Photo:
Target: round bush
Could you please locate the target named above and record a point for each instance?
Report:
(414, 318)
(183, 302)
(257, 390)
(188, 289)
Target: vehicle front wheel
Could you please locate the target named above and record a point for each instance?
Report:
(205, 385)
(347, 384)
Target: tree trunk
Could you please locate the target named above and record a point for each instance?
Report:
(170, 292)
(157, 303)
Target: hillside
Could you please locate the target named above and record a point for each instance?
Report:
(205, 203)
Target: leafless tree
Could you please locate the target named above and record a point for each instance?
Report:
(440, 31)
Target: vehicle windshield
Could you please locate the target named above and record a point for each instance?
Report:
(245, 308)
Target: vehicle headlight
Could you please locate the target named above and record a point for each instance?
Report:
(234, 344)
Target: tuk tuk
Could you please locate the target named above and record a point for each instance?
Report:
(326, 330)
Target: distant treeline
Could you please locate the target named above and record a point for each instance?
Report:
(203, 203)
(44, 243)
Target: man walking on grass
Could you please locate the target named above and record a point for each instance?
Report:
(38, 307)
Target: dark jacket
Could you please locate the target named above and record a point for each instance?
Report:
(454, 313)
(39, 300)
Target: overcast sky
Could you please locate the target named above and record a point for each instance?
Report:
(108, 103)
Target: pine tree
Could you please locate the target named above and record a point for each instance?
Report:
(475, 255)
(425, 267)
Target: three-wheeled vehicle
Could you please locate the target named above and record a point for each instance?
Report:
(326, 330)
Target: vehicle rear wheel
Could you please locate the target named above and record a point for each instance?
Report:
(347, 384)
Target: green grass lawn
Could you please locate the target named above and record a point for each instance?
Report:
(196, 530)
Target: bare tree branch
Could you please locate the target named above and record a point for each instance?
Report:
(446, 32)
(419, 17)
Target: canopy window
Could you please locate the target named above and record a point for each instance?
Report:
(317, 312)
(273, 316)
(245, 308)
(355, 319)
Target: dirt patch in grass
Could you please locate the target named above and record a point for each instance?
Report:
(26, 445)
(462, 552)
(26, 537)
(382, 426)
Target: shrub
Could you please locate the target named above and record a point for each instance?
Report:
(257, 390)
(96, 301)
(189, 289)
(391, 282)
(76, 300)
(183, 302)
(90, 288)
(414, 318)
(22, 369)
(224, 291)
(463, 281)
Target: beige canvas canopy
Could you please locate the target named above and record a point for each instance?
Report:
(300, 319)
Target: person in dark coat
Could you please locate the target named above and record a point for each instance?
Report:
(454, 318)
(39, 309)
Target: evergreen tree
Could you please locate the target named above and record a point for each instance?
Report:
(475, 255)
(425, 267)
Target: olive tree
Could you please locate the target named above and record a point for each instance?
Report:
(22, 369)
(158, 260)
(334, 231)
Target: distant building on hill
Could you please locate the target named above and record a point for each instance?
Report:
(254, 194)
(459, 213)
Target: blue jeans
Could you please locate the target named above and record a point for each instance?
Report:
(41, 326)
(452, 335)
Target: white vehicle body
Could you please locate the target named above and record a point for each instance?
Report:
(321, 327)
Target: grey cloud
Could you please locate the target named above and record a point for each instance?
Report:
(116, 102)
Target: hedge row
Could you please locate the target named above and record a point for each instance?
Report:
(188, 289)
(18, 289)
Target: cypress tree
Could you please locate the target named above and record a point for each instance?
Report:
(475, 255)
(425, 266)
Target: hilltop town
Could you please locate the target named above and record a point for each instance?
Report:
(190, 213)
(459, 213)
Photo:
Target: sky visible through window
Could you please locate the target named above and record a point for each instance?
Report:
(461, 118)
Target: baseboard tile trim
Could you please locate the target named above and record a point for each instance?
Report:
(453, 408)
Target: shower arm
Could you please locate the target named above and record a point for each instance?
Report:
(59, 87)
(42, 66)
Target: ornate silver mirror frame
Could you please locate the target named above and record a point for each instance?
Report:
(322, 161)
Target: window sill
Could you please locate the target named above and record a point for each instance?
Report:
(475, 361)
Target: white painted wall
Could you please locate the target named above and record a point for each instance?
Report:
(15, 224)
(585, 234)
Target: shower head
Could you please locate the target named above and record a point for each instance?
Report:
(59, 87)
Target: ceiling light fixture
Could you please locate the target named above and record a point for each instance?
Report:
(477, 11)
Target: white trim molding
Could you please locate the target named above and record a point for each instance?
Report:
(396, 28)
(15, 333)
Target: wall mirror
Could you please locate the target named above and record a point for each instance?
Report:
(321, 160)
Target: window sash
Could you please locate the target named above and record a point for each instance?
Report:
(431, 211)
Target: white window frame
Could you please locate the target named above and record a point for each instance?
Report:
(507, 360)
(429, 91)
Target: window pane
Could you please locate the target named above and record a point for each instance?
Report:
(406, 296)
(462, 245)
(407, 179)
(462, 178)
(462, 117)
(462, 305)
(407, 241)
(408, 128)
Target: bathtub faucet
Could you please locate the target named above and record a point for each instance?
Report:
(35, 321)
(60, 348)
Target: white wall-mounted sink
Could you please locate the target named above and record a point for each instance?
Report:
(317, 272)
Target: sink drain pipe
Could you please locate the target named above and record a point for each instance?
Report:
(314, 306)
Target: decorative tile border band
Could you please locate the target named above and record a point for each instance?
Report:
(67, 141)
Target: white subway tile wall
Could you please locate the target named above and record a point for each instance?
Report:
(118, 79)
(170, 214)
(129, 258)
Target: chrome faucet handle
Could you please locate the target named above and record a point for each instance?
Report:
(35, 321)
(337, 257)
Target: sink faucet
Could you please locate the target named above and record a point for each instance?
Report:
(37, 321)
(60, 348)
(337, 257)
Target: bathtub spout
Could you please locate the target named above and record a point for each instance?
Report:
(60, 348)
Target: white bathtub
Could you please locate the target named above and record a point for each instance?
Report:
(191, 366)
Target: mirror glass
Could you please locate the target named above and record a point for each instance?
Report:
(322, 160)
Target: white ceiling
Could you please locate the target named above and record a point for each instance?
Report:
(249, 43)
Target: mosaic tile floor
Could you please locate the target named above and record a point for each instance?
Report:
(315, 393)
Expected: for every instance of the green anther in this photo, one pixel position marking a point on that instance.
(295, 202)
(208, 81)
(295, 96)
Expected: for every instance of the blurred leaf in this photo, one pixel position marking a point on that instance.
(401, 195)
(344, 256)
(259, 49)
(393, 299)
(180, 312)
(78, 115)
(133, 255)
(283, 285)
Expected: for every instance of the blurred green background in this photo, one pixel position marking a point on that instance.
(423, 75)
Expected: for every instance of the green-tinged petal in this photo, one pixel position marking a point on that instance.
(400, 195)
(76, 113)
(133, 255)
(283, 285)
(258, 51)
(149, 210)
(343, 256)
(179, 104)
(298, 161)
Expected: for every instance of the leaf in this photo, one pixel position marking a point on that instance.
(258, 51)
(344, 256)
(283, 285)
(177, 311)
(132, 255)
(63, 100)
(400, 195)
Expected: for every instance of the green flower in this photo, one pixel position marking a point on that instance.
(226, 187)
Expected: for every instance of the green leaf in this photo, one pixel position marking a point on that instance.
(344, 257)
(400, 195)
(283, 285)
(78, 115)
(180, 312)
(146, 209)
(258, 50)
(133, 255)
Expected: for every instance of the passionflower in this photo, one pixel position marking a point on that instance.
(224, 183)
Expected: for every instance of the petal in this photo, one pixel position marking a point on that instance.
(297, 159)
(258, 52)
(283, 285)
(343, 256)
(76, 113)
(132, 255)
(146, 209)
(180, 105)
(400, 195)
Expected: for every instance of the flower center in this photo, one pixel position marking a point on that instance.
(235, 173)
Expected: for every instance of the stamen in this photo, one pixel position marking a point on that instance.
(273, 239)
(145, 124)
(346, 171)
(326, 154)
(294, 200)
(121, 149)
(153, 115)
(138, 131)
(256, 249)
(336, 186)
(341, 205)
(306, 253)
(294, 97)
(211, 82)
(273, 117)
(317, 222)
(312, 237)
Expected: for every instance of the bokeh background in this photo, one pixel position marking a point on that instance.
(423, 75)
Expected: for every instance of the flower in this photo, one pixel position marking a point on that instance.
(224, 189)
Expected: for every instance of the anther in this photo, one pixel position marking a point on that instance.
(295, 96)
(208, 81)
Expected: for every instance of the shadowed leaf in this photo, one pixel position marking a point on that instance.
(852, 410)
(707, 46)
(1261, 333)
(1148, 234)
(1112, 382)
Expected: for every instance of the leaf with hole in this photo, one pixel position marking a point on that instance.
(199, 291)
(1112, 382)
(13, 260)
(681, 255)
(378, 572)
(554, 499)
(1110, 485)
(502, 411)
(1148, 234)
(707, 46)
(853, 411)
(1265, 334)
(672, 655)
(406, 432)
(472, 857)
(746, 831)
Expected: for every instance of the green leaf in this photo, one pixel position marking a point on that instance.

Goal of the exercise — Print, from the entries above, the line with "Target: bare tree branch", the line with "Target: shrub" and all lines between them, exactly and with nothing else.

Response for this exercise —
Target: bare tree branch
Could you please locate the target named above and record a point for each instance?
Report:
(446, 32)
(419, 17)
Target: canopy window
Could you please locate the target named above and record a point for each instance?
Report:
(317, 312)
(273, 316)
(245, 308)
(355, 319)
Target: dirt patch in grass
Could you please locate the target named above and record a point for each instance?
Report:
(26, 445)
(462, 552)
(26, 537)
(382, 426)
Target: shrub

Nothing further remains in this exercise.